Additional capabilities like a vacuum unit, thermal units, etc., have higher complexity factors, which are additive - the higher the Nelson Index, the more complex and capable in general the refinery will be, and the higher its product stream value will be.
It is not a perfect measure for valuing a refinery, but it is a good start - it also factors in complexity as a measure of complexity/barrel, which is useful in comparing across different refinery operations.
An operation like BDOC's Nixon unit has a complexity index very near, if not 1.0 - it is likely possible to do a rough analysis of the Nixon unit from permit and other public documents to get a more accurate index. That value, combined with the known 15k bbl throughput would be a reasonable metric for BDCO's chances to do something like sell the operation at a profit.
Profitability and valuation of a refinery also relates to the type of operation. In the U.S., it is a tough road for CDU/ADU units, also known as topping or hydroskimming units.
These are not complete refinery systems. BDCO's Nixon unit appears to be a topping unit.
Topping units generate thin, to no margin - they have a tough time breaking even. The only product that is really directly marketable is kerosene, as jet fuel. The remainder, including resid, naphtha, and raw diesel need to be further refined for use. Without the ability to further refine, or "crack" these intermediate products, there is significant feedstock waste.

→ **AIM OF THE EXERCISE**
Please write what comes next in the passage on refinery complexity and topping units, starting after its final sentence. The entries after this point are separate material and not part of the refinery text.

→ **LISTING**
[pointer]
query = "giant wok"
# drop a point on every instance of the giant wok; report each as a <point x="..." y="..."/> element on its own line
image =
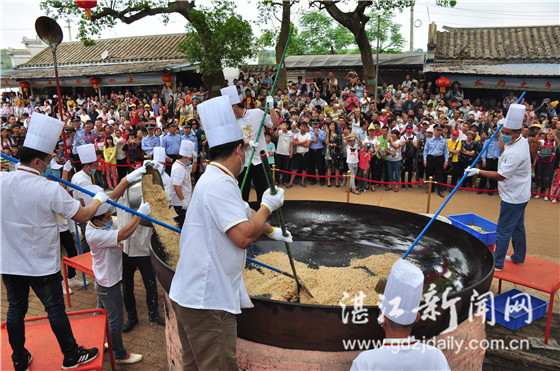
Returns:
<point x="332" y="234"/>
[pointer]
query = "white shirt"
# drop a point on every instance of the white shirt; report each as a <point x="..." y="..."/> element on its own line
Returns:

→ **RESULT OF THIS TASK**
A topping unit is the "front-end" of a complete refinery. It would be a tough call to invest in an asset sale for a topping unit, because the investment to drive it into a profitable, higher margin operation would be substantial.
I'm posting here in response to a message from '56Chevy', regarding valuation methods for refinery operations.
This is greatly over-simplified, but valuing these operations and assets uses some blended set of techniques, including:
- Replacement Cost New (RCN)
- Complexity/bbl
- pure asset valuation
- market valuation
- income based valuation
Synthesis of these approaches, and comparative measures against similar operations, or a collection of normalized data can provide some insight into the valuation of a particular refinery operation.
RCN approaches require some insight into how one might approach an "equivalent" operation using current technology (modular refining), the cost of environmental permitting, which includes not just the permit/application fee, but the consulting fees, and time-value of money. I don't know much about BDCO's operations, but some of this would be dependent on how long the refinery has been in operation, how much sustaining investment was made, and what upgrades may, or may not be required to keep the unit operating competitively.
Without knowing more about BDCO's operations, it is hard to be more specific.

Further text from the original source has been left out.